# RESEÑA
____________________

Revista de Crítica ISSN 2954-4904
Literatura


Ángel Vargas, El estómago de las ballenas, Fondo de Cultura Económica / INBAL / Secretaría de Cultura, Ciudad de México, 2024, 71 pp.


“Liternatura”, le dicen. A veces, y dependiendo del enfoque, adopta otros nombres: “ecoliteratura”, “escrituras vegetales”, “escritura de la naturaleza” —nature writing en inglés. Al centro, una preocupación: pensar la relación compleja entre el mundo, los otros animales, y por supuesto, nosotros. Algunos de sus defensores han querido ver en las crónicas españolas del siglo XVI una anticipación de sus virtudes: la presencia constante de la naturaleza, arguyen, es visible no solo como una parte del escenario sino como una protagonista por derecho propio. Otros celebran, en cambio, su aparición y relevancia en muchos de los libros publicados recientemente; siguiendo a Ramón J. Soria, esto quizá puede entenderse al ser una mutación más de la “literatura del yo, pero en la que el narrador no es el centro ni es protagonista, sino un animal más que está, observa, siente y también cuenta, narra, relata”.

____________________

# INFORMACIÓN REGISTRADA

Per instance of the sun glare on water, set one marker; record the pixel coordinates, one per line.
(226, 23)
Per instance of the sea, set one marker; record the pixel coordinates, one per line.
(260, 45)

____________________

# INSTRUCCIONES DE TRABAJO
1 > Responde estas preguntas según la reseña:
(a) ¿En qué año se publicó El estómago de las ballenas?
(b) ¿Qué nombre recibe en inglés la "escritura de la naturaleza"?
(c) ¿De qué siglo son las crónicas españolas en las que algunos defensores ven una anticipación de esta literatura?
2 > Convierte en una lista breve el párrafo de la reseña que empieza con "“Liternatura”, le dicen" y conserva sus datos principales.
3 > Continúa la reseña sobre El estómago de las ballenas a partir de su última oración.
El listado no guarda relación alguna con la reseña.

# RESULTADOS ESPERADOS
1 >
(a) En 2024.
(b) Nature writing.
(c) Del siglo XVI.

2 >
- Esta literatura recibe varios nombres según el enfoque: "liternatura", "ecoliteratura", "escrituras vegetales" o "escritura de la naturaleza" (nature writing en inglés).
- Su preocupación central es la relación compleja entre el mundo, los otros animales y nosotros.
- Algunos defensores ven una anticipación en las crónicas españolas del siglo XVI, donde la naturaleza aparece como protagonista y no solo como escenario.
- Otros celebran su relevancia en muchos libros recientes.
- Según Ramón J. Soria, sería una mutación de la literatura del yo en la que el narrador no es el centro, sino un animal más que observa, siente y narra.

3 >
Si bien las vicisitudes del género son muchas, y ha tenido funciones diferentes a lo largo del tiempo, podemos decir que, en la actualidad, posee un objetivo esencialmente conservacionista: hacemos las cosas mal y el mundo padece, sigue padeciendo. Al inicio de Fieras familiares (2022), Andrés Cota Hiriart, biólogo, zoólogo y uno de sus practicantes, reconoce que “la biodiversidad actual será la única que nos tocará conocer, así que más nos valdría valorarla”. Frente al optimismo ingenuo de ciertas personas que creen ayudar en la conservación del planeta si tardan menos al bañarse o al reciclar latas de Coca-Cola, Cota Hiriart opone un pesimismo bien fundamentado: el tiempo para hacer cambios realmente significativos pasó hace tiempo. “Nos estamos despeñando de cabeza por el principio”, escribe, “y llevamos las manos atadas al celular”.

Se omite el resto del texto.